* [EXERCISE BRIEF] Locate every line in the entries below that contains the word "foliage" and copy each of those lines. Case counts when matching.

----------

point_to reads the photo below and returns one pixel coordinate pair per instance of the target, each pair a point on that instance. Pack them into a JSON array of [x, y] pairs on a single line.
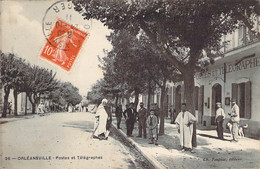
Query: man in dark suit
[[142, 116], [130, 116], [118, 113]]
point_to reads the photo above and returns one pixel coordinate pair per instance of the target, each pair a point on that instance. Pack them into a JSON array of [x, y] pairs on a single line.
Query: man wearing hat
[[220, 116], [235, 118], [142, 116], [130, 115]]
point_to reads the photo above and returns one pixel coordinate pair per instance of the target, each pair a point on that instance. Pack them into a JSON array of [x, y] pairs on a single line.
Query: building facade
[[236, 75]]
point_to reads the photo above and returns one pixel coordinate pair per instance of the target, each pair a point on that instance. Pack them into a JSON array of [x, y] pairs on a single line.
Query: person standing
[[130, 116], [152, 123], [220, 116], [41, 108], [235, 118], [100, 131], [185, 122], [142, 115], [118, 113]]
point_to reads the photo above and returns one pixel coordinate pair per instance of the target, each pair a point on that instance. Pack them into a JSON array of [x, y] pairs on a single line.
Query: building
[[236, 75]]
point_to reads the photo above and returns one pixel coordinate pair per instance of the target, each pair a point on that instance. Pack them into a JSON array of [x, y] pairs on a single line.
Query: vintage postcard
[[114, 84]]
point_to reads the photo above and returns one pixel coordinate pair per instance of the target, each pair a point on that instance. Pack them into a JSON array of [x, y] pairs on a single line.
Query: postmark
[[65, 11], [63, 44]]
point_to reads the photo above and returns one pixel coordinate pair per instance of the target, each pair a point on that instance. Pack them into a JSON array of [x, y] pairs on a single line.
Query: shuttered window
[[242, 94], [196, 98], [248, 99]]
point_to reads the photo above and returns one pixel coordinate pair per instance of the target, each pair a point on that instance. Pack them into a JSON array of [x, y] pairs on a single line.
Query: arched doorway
[[216, 97], [178, 99]]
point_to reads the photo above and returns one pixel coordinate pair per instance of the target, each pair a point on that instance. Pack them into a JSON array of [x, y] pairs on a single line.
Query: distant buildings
[[234, 76]]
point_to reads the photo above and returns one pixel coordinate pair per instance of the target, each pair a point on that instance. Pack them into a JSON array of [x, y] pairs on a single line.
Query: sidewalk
[[210, 152], [12, 117]]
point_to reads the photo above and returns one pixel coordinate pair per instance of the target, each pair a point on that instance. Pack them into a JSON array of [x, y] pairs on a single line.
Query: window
[[196, 98], [242, 93]]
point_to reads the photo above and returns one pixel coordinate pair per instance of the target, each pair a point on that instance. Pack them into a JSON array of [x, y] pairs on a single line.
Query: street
[[61, 140]]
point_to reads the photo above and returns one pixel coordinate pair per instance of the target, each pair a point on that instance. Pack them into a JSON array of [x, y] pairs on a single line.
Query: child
[[152, 123]]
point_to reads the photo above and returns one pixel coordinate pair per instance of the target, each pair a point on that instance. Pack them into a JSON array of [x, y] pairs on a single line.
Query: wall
[[247, 70]]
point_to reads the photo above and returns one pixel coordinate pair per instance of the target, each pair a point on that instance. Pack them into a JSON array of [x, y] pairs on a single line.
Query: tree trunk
[[136, 99], [162, 113], [149, 97], [15, 102], [33, 103], [7, 91], [25, 111], [116, 102], [188, 78]]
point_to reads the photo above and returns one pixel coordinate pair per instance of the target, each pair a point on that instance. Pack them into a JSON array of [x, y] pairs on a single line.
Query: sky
[[21, 32]]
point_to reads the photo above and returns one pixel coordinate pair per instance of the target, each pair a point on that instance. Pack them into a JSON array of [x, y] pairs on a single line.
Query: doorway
[[178, 99], [216, 97]]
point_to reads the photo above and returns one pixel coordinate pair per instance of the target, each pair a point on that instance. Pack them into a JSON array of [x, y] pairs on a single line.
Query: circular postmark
[[65, 11]]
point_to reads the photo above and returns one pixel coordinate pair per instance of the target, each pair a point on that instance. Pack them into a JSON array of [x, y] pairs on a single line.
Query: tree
[[11, 76], [40, 80], [181, 30]]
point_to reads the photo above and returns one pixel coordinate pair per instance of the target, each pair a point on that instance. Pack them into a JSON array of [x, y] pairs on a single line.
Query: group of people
[[234, 120], [144, 118], [150, 120]]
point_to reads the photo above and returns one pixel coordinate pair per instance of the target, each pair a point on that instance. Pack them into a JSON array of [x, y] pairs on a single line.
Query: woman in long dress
[[100, 131]]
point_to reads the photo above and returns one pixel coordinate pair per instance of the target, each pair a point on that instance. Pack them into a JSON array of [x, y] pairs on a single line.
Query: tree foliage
[[20, 76], [181, 30]]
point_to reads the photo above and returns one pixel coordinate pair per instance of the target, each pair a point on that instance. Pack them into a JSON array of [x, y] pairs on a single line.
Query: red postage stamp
[[63, 44]]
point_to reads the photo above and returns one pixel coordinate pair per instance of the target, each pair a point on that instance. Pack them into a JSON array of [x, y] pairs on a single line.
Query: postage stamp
[[63, 44]]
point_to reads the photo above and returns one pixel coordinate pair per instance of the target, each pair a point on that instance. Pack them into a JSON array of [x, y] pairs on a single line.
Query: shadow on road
[[86, 126]]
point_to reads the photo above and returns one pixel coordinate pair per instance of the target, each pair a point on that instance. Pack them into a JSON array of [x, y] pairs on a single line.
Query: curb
[[156, 164]]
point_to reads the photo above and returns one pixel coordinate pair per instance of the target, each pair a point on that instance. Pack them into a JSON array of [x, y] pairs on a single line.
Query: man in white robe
[[185, 122], [100, 127]]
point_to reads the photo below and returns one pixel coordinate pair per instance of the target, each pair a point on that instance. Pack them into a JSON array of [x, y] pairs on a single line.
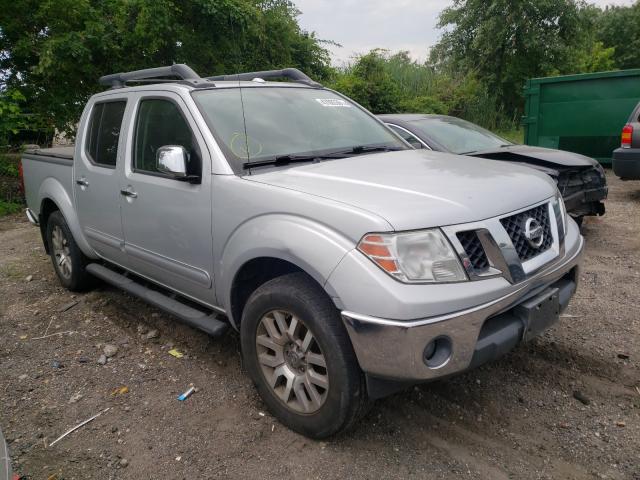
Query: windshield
[[282, 122], [458, 136]]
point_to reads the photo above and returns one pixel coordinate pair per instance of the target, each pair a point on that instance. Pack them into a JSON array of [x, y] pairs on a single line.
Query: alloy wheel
[[292, 362], [61, 252]]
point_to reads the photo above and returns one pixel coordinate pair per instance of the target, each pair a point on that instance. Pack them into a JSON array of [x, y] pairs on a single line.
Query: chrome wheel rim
[[292, 362], [61, 252]]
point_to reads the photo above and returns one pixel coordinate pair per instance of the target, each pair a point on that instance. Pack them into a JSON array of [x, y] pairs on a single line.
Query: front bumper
[[394, 349], [587, 202], [626, 163]]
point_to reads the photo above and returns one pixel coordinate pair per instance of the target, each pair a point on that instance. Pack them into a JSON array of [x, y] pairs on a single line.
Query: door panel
[[97, 179], [167, 222]]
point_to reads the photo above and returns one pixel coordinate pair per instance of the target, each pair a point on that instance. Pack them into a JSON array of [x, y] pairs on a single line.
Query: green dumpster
[[580, 113]]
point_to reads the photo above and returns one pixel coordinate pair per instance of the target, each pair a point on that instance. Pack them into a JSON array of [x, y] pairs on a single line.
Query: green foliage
[[11, 117], [54, 51], [368, 82], [8, 208], [503, 43], [506, 42], [385, 83], [8, 166], [619, 28]]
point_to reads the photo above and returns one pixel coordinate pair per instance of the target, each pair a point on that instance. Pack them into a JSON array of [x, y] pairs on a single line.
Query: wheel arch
[[259, 251], [55, 197]]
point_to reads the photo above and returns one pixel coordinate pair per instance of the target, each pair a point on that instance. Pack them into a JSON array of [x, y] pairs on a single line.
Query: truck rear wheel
[[68, 260], [298, 353]]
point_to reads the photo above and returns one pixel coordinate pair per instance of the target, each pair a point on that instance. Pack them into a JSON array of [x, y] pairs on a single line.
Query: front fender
[[313, 247], [53, 190]]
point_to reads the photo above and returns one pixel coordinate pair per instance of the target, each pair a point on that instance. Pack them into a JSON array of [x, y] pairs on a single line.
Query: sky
[[360, 25]]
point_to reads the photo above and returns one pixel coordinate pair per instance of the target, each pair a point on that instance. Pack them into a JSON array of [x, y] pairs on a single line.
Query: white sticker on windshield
[[333, 102]]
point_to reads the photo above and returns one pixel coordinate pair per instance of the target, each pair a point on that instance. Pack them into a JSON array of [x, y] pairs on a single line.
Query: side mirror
[[172, 160]]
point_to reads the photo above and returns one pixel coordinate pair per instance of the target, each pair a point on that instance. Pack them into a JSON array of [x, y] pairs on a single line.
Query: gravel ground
[[566, 405]]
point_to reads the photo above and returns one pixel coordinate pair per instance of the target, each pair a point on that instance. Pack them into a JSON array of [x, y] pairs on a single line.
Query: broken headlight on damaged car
[[423, 256]]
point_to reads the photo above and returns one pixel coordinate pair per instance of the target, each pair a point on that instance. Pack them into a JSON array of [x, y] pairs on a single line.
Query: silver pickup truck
[[351, 264]]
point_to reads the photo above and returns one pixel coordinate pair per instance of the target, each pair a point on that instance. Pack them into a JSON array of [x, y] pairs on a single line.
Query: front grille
[[473, 248], [515, 227]]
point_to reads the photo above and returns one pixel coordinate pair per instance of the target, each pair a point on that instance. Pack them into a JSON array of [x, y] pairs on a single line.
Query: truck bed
[[47, 168], [56, 152]]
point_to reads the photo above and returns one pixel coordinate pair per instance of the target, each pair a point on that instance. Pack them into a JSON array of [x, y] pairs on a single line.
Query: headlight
[[414, 257]]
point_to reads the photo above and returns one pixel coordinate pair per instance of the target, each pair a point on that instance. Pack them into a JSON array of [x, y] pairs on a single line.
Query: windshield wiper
[[282, 160], [368, 149], [287, 159]]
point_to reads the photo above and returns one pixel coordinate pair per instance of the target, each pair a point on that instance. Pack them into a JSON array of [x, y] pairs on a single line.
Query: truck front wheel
[[68, 260], [298, 353]]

----------

* [FINISHED ANSWER]
Query: tree foliage
Query: green foliage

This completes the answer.